● **AUSGANGSTEXT**:
---
Eine Stadt und ihr Ringen um Steuerzahler

Ludger Sander könnte eigentlich entspannt morgens ins Bonner Stadthaus kommen, um seinen Dienst anzutreten. Drei nationale Unternehmen, die im Kammerbezirk 32.000 Arbeitsplätze zählen, deutschlandweit sogar auf 350.000 Stellen kommen – und bedeutende Steuerzahler sein könnten. Doch der städtische Haushalt profitiert nur in geringem Maß von der Deutschen Telekom AG, der Deutschen Post DHL und der Deutschen Postbank AG. Die Nutzung der Steuergesetze durch Unternehmen habe längst „exzessive Ausmaße erreicht“, stellt Sander nüchtern fest. Der Bonner Stadtkämmerer weiß, wovon er spricht.

In der Reihe „Bonner Begegnungen“ der Bonner Journalisten-Vereinigung (BJV) vermittelte er den Journalistinnen und Journalisten einen Eindruck von den Sorgen und Nöten eines städtischen Schatzmeisters, der längst keinen Schatz mehr verwaltet. Sondern nach Lösungen forscht, um die drückende Schuldenlast der Kommune in den Griff zu bekommen. Angesichts der Vielzahl an Schlupflöchern und trickreicher Steuerexperten eine Herkulesaufgabe. „Die Bürger in Bonn sind verwöhnt“, so Prof. Dr. Sander, der mit den Ratsparteien überlegt, welche der elf Bäder geschlossen werden könnten. In seiner Heimat Münster gebe es ganze drei Bäder. Ähnlich verhalte es sich mit den Friedhöfen: 42 in Bonn stünden lediglich drei in Münster gegenüber.
---
● **AUFGABEN**:
1. Beantworten Sie zum Text über die Bonner Stadtfinanzen folgende Fragen:
(a) Wie viele Arbeitsplätze zählen die drei genannten Unternehmen im Kammerbezirk?
(b) In welcher Veranstaltungsreihe sprach Sander vor den Journalistinnen und Journalisten?
(c) Wie viele Friedhöfe gibt es laut Sander in Bonn und wie viele in Münster?
2. Schreiben Sie den Text über die Bonner Stadtfinanzen im Anschluss an seinen letzten Satz weiter.
---
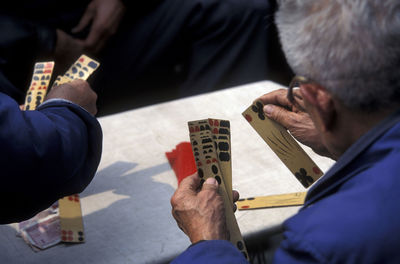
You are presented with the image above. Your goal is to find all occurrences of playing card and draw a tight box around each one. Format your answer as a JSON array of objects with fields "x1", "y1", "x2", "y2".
[
  {"x1": 58, "y1": 194, "x2": 85, "y2": 243},
  {"x1": 64, "y1": 55, "x2": 100, "y2": 81},
  {"x1": 243, "y1": 102, "x2": 323, "y2": 188},
  {"x1": 24, "y1": 61, "x2": 54, "y2": 110},
  {"x1": 190, "y1": 130, "x2": 249, "y2": 259},
  {"x1": 236, "y1": 192, "x2": 307, "y2": 210}
]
---
● **ANTWORTEN JE AUFGABE**:
1.
(a) 32.000 Arbeitsplätze.
(b) In der Reihe „Bonner Begegnungen“ der Bonner Journalisten-Vereinigung (BJV).
(c) In Bonn 42, in Münster drei.

2.
Die Zukunftsfähigkeit der 310.000 Einwohner zählenden Bundesstadt stehe auf dem Spiel. Bis 2019 steigt die Verschuldung auf stolze 2,13 Milliarden Euo. Zugleich plant Bonn einen ausgeglichenen Haushalt für 2020. Die Gäste der BJV waren nicht zur Märchenstunde gekommen, Sander machte die Zahlen transparent, blieb kaum eine plausible Antwort schuldig. Hielt sich zurück bei der Frage, wie sich die Stadt ein millionenschweres Festspielhaus leisten könne bei gleichzeitiger Last durch die Fertigstellung des skandalträchtigen Kongresszentrums WCCB am Rhein, auf das die benachbarte UN dränge. Ein Schelm, wer Böses dabei denkt, dass beide Vorhaben dem Stadtsäckel gut tun würden. Schließlich musste auch ein Teil der Journalisten passen, als Sander die Gäste mit der Frage aller Fragen locken wollte: „Wo würden Sie denn abspecken, wenn es darum geht, millionenschwere Sparmaßnahmen zu ergreifen?“ Dem leisen Räuspern im Raum folgte nachdenkliches Schweigen unter den Medienvertretern.